▶ EXERCISE PASSAGE:
○ ○ ○ ○

Theoretical Mass Loading of Human Derived Estrogenic Compounds to Wastewater Collection Systems, its Relation to Population Growth, and Potential Source Control Measures to Reduce Impacts to Aquatic Biota in Receiving Waters
Abstract:Endocrine disrupting compounds, including estrogens from human sources, are among the microconstituents of concern that are present in POTW effluent discharges. Estrogen compounds are not consistently removed by conventional secondary treatment processes. Discharges of estrogenic compounds have been observed to cause feminization of fish populations downstream from POTW discharges. Sources of estrogen compounds observed in influent to POTWs include human excretion, from both men and women. Women of child bearing age excrete a higher concentration of estrogens compared to children, post menopausal women and men. The concentration of estrogen compounds in women's urine increases during pregnancy and for post menopausal women using hormone replacement therapy. Source controls such as collection of unused pharmaceutical products typically capture few products with significant amounts of estrogen compounds. Strategies to reduce the impact on fish populations from estrogens may be refined based on a better understanding of the relationship between the sources, POTW tributary population and receiving water characteristics.
A description of the forms of human derived estrogens by age, gender and other status, and a theoretical mass excreted is provided. A representative population characterization will then be defined to relate mass loading to population size. Discussion will be provided with respect to historic population growth and human waste disposal practices with respect to receiving streams. The implications of continued population growth with respect to impacts to aquatic biota caused by mass discharge of estrogenic compounds will also be described. Definition of the potential magnitude of present and future discharges allows definition of technical and policy solutions to mitigate existing and future impacts to the aquatic environment.

○ ○ ○ ○

▶ COMPLETE THE FOLLOWING:
A) According to the abstract, which group excretes a higher concentration of estrogens than children, post menopausal women, and men?
B) Return the part of the abstract that opens with the words containing "A description of" and closes with "the aquatic environment.".
The material after this point is separate from the abstract.

○ ○ ○ ○

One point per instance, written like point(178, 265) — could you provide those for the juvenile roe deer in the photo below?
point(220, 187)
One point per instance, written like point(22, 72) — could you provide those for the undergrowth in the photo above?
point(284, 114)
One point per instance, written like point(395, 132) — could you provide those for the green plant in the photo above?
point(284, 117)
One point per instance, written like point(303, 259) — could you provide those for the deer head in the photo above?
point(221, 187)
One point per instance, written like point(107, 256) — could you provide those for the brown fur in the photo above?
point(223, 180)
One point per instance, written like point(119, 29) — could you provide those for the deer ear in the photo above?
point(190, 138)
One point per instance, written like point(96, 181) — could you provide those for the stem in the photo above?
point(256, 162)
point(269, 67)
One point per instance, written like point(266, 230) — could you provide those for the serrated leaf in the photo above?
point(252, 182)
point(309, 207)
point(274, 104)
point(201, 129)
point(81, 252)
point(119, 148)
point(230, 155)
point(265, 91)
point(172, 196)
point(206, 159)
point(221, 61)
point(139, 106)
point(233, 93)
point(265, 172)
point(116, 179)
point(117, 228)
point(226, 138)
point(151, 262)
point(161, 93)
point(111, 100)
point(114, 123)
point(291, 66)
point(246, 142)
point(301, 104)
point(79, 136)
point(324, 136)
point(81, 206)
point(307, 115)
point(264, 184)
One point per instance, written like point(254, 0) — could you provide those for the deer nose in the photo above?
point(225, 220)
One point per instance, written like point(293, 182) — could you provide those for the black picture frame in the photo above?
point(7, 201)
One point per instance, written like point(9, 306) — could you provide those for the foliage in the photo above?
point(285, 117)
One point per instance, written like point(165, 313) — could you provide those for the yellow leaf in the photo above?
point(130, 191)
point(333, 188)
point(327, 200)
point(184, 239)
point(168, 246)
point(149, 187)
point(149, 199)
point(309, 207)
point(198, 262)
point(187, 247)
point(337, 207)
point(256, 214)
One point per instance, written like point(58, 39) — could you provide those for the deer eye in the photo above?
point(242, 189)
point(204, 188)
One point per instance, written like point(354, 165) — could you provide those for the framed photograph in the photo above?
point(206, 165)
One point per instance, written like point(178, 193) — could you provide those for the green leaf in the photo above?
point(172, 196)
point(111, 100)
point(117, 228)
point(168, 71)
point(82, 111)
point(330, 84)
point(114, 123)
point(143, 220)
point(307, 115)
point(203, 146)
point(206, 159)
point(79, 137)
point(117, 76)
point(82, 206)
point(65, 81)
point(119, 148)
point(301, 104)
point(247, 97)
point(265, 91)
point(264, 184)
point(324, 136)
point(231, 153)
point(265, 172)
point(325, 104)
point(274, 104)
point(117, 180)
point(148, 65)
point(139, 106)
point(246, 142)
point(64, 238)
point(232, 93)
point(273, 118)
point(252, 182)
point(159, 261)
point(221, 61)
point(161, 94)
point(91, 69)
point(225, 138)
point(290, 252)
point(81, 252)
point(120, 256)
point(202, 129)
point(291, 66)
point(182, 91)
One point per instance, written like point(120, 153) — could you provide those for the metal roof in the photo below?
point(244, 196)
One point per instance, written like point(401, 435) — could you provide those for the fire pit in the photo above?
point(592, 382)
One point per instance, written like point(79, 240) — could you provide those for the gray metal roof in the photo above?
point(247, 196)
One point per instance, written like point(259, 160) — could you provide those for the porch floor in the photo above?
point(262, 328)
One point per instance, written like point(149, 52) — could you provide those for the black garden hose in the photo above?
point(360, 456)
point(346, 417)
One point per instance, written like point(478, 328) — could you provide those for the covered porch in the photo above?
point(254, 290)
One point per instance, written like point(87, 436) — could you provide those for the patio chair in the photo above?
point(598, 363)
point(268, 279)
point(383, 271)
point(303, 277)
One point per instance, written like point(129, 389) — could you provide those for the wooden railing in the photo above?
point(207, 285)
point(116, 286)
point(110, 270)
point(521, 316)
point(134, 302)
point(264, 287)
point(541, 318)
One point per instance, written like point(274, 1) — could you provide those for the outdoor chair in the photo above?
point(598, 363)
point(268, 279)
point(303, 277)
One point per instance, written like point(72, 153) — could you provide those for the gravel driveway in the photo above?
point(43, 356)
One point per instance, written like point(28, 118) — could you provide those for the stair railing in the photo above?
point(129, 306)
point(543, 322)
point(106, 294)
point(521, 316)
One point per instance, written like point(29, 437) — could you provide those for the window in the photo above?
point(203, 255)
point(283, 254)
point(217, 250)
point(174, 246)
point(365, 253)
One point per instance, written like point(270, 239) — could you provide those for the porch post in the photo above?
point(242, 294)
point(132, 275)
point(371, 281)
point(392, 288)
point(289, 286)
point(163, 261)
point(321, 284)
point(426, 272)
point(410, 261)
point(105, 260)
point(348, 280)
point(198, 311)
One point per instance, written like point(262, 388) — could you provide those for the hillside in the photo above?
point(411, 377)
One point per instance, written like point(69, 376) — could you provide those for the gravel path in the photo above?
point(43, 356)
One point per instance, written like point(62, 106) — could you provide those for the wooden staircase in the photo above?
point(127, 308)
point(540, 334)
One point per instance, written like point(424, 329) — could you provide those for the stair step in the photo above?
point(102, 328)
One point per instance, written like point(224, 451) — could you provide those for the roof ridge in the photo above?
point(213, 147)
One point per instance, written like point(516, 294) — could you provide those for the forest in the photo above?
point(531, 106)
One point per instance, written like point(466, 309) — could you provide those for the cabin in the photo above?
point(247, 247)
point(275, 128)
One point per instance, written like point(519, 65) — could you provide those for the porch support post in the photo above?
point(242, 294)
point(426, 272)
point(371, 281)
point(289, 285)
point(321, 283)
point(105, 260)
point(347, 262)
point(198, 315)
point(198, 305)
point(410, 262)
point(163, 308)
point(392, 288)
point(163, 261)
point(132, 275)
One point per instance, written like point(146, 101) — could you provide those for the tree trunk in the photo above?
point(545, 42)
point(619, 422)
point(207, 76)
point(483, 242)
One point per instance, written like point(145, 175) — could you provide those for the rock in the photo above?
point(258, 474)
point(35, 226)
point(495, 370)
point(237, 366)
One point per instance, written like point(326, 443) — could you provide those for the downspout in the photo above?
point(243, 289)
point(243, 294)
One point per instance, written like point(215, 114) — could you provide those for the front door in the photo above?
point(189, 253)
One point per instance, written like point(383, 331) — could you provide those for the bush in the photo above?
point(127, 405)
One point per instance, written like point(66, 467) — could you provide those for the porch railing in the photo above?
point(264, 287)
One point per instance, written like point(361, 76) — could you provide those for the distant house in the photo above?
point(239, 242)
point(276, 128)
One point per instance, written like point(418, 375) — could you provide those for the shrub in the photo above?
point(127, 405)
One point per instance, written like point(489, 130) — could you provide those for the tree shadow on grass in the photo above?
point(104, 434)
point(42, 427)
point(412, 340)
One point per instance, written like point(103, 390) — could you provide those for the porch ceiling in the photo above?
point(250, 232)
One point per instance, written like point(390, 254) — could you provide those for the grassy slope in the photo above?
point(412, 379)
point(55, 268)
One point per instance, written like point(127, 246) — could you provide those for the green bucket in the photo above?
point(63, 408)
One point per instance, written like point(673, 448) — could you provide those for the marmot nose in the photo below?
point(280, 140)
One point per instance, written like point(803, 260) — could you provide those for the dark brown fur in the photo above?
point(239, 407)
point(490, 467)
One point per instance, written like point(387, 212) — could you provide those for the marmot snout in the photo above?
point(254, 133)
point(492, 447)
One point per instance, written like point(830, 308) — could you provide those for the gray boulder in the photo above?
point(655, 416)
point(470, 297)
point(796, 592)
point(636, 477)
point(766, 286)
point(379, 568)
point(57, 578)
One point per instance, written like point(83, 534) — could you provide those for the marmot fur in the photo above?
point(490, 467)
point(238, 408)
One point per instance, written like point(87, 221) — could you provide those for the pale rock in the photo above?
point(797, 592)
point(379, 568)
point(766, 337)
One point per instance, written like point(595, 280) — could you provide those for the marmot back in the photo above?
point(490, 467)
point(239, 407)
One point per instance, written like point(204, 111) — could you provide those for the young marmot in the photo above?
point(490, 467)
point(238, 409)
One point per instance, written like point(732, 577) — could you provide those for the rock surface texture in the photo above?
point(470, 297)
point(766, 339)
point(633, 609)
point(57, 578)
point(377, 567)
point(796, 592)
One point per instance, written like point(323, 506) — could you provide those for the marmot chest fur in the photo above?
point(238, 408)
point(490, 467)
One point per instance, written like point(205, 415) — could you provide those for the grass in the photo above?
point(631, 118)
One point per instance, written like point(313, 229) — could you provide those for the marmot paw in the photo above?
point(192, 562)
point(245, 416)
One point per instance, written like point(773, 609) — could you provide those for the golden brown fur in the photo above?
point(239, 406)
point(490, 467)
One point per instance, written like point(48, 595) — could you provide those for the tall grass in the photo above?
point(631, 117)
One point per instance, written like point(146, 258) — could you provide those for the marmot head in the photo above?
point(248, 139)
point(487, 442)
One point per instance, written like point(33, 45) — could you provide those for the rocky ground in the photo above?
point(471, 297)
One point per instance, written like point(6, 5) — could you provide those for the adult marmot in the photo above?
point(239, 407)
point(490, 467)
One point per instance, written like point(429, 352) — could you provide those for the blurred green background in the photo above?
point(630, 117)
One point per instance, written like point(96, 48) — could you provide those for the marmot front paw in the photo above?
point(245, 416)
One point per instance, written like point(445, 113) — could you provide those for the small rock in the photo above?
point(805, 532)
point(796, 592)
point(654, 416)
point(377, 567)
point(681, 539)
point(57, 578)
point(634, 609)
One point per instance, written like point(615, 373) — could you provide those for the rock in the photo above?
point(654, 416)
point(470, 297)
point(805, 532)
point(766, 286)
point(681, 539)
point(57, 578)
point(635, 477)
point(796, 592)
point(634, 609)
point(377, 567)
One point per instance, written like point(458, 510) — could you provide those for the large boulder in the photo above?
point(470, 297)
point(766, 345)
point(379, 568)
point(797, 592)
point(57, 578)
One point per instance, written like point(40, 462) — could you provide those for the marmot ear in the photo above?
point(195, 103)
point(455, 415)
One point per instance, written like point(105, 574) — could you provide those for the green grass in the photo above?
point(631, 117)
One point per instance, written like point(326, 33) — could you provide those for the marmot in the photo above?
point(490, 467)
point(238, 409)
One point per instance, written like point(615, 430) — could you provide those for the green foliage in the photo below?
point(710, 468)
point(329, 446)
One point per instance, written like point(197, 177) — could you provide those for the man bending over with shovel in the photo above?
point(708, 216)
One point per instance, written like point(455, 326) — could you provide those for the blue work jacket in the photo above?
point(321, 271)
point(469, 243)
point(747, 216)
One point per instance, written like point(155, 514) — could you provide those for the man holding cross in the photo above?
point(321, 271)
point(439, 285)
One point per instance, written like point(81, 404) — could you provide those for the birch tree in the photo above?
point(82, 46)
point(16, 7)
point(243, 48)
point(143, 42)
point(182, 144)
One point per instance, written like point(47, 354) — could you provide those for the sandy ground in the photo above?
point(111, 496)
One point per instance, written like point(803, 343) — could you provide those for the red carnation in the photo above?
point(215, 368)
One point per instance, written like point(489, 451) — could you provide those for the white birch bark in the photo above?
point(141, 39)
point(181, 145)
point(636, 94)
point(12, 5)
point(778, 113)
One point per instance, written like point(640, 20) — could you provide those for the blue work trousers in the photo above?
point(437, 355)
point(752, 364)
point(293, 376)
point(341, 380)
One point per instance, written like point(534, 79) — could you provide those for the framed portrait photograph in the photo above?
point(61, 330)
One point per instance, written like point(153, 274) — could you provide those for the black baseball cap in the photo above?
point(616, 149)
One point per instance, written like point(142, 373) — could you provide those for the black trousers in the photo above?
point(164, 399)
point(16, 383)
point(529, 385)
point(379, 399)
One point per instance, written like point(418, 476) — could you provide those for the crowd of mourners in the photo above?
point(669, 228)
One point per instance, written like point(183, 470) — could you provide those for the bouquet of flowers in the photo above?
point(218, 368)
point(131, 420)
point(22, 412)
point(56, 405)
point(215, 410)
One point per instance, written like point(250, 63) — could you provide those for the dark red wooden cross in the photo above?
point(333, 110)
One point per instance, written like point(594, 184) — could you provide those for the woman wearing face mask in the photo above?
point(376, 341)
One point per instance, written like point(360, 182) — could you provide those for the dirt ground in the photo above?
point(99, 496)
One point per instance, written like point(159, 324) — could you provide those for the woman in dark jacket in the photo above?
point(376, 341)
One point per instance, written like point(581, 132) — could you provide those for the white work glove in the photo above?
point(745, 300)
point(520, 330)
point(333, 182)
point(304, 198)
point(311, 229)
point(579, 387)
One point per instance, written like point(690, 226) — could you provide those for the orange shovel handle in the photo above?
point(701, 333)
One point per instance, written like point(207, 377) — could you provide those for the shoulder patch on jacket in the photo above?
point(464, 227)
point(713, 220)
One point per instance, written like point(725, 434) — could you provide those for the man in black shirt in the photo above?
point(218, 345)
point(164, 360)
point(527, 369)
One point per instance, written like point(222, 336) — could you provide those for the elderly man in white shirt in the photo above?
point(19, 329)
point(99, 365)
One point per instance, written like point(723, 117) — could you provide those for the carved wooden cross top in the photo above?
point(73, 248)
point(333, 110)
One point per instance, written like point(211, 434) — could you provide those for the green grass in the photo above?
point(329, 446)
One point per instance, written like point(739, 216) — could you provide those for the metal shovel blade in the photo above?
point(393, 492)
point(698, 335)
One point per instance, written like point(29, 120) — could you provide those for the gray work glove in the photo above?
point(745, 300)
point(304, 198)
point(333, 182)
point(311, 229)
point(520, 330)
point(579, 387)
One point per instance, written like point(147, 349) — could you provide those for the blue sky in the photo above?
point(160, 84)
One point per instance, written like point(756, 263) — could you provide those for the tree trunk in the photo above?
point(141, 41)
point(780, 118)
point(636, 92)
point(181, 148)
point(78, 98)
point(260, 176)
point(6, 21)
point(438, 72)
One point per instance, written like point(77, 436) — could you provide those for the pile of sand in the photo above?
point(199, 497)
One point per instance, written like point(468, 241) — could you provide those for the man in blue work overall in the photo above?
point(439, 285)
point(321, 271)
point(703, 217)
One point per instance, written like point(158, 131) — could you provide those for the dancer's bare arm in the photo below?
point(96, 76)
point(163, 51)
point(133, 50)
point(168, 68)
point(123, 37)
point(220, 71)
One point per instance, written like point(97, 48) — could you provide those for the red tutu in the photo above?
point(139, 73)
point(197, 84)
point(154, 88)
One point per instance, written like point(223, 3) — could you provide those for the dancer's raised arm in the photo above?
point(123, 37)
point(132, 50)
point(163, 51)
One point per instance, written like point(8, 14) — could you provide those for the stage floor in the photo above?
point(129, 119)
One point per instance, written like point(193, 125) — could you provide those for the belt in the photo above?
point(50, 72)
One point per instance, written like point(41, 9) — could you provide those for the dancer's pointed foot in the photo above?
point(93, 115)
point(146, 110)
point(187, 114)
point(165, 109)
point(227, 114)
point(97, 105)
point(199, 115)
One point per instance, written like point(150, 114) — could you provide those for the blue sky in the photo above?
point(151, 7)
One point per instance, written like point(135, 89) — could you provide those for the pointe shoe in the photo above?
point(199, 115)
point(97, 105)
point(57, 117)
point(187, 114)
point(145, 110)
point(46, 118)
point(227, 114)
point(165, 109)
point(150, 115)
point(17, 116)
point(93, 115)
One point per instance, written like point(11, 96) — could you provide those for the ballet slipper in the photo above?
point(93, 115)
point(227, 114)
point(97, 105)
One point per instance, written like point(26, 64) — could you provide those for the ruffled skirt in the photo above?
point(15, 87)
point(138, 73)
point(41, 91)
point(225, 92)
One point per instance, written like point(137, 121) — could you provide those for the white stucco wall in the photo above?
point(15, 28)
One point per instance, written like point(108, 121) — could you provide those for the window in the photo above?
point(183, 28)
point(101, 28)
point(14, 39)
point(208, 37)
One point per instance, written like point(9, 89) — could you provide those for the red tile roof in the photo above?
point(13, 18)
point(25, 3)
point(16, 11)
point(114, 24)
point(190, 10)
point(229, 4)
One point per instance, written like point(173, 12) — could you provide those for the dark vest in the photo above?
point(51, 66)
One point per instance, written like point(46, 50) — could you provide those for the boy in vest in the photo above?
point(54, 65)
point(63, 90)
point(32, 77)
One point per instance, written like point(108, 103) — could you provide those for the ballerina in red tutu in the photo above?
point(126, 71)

○ ○ ○ ○

▶ ANSWERS:
A) Women of child bearing age.

B)
A description of the forms of human derived estrogens by age, gender and other status, and a theoretical mass excreted is provided. A representative population characterization will then be defined to relate mass loading to population size. Discussion will be provided with respect to historic population growth and human waste disposal practices with respect to receiving streams. The implications of continued population growth with respect to impacts to aquatic biota caused by mass discharge of estrogenic compounds will also be described. Definition of the potential magnitude of present and future discharges allows definition of technical and policy solutions to mitigate existing and future impacts to the aquatic environment.